## Short task
In the records below, locate the line containing "Objective: one point per instance of the ceiling fan in", then output that line and all later lines exactly, through the last one.

## Entries provided
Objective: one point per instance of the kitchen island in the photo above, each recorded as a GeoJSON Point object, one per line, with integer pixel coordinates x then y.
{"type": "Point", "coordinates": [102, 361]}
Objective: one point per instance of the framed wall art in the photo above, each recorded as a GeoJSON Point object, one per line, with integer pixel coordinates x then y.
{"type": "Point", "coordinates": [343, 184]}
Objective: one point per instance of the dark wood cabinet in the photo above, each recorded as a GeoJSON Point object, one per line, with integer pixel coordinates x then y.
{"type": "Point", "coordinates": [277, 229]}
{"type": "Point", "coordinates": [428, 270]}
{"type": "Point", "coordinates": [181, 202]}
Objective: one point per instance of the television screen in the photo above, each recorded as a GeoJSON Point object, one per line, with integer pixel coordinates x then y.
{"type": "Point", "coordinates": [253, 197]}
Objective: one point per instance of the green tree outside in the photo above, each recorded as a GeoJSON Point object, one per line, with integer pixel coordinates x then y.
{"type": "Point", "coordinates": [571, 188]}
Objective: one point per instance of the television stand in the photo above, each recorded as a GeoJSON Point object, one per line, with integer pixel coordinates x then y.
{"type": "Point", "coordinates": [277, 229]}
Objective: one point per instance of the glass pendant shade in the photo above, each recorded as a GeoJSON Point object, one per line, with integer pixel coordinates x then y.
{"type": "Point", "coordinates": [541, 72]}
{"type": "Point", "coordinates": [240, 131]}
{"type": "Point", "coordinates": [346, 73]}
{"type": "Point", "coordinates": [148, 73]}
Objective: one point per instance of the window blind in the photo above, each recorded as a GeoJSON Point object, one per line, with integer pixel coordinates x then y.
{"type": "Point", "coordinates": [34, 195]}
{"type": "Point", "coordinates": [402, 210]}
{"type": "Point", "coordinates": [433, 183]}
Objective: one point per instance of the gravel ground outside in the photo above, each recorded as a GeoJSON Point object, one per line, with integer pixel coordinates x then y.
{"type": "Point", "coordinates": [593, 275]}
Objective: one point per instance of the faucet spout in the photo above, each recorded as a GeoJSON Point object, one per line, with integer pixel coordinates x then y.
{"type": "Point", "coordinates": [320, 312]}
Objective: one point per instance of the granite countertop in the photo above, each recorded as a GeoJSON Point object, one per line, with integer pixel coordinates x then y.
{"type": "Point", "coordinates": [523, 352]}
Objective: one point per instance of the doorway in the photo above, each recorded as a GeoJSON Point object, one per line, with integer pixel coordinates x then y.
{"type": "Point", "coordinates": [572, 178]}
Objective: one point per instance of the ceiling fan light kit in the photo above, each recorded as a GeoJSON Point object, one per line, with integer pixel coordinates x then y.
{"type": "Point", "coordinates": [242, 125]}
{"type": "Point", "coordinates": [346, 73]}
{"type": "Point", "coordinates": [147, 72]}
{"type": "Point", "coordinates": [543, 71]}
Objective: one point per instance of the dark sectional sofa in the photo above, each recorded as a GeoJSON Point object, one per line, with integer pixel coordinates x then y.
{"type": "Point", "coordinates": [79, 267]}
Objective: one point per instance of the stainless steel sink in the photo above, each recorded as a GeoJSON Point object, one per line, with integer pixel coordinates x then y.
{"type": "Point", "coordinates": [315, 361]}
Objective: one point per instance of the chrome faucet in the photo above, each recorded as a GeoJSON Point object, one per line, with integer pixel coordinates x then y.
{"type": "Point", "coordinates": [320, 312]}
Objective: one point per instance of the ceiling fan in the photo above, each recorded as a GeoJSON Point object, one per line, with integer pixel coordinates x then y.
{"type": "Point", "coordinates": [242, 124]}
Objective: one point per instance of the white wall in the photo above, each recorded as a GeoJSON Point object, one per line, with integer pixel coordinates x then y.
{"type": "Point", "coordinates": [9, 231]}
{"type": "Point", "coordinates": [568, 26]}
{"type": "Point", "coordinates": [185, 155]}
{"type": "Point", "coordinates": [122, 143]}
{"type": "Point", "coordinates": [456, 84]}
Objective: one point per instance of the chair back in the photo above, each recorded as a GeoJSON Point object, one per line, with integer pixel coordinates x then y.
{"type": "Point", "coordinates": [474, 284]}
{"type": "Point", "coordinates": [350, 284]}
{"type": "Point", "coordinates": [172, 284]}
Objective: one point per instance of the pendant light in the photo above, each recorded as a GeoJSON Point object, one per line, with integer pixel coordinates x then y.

## Result of this task
Objective: one point per instance of the ceiling fan in the photo above, each recorded as a GeoJSON Point object, one per line, with integer pixel coordinates x then y.
{"type": "Point", "coordinates": [242, 124]}
Objective: one point per instance of the white wall in the photo above, each recorded as a GeoJSON Point object, one per line, with integer pixel coordinates x then y.
{"type": "Point", "coordinates": [9, 231]}
{"type": "Point", "coordinates": [568, 26]}
{"type": "Point", "coordinates": [185, 155]}
{"type": "Point", "coordinates": [122, 143]}
{"type": "Point", "coordinates": [456, 84]}
Objective: one point per instance of the chair back in the photo above, each recorded as a GeoJSON Point object, one per line, with integer pixel coordinates x then y.
{"type": "Point", "coordinates": [474, 284]}
{"type": "Point", "coordinates": [350, 284]}
{"type": "Point", "coordinates": [172, 284]}
Objective: one point per instance of the pendant light in the photo above, each recorded as a GeoJSON Point object, one per line, with integer pixel coordinates x then y.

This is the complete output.